- **ROWS**:
====

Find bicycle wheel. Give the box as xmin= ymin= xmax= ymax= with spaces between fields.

====

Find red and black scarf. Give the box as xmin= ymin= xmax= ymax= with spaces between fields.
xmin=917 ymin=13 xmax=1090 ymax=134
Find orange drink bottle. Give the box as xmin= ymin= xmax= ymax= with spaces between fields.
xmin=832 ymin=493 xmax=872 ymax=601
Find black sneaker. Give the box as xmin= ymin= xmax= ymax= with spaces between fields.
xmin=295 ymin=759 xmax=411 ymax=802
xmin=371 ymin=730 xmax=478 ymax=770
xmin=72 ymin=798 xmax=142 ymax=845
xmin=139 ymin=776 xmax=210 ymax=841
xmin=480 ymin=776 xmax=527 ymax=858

====

Rewrite the items from the line with "Find red and" to the line with "xmin=480 ymin=776 xmax=527 ymax=858" as a Markdown table with the columns Row and Line, numbering each line and leaving out blank lines.

| Row | Line |
|---|---|
| 1 | Find red and black scarf. Give the box as xmin= ymin= xmax= ymax= with spaces between fields. |
| 2 | xmin=917 ymin=13 xmax=1090 ymax=134 |
| 3 | Find orange drink bottle. Give the box as xmin= ymin= xmax= ymax= with spaces between fields. |
| 4 | xmin=832 ymin=493 xmax=872 ymax=601 |
| 5 | Find black sneaker. Give the box as xmin= ymin= xmax= ymax= with spaces between fields. |
| 6 | xmin=295 ymin=759 xmax=411 ymax=802 |
| 7 | xmin=371 ymin=730 xmax=478 ymax=770 |
| 8 | xmin=72 ymin=798 xmax=142 ymax=845 |
| 9 | xmin=139 ymin=776 xmax=210 ymax=841 |
| 10 | xmin=480 ymin=776 xmax=527 ymax=858 |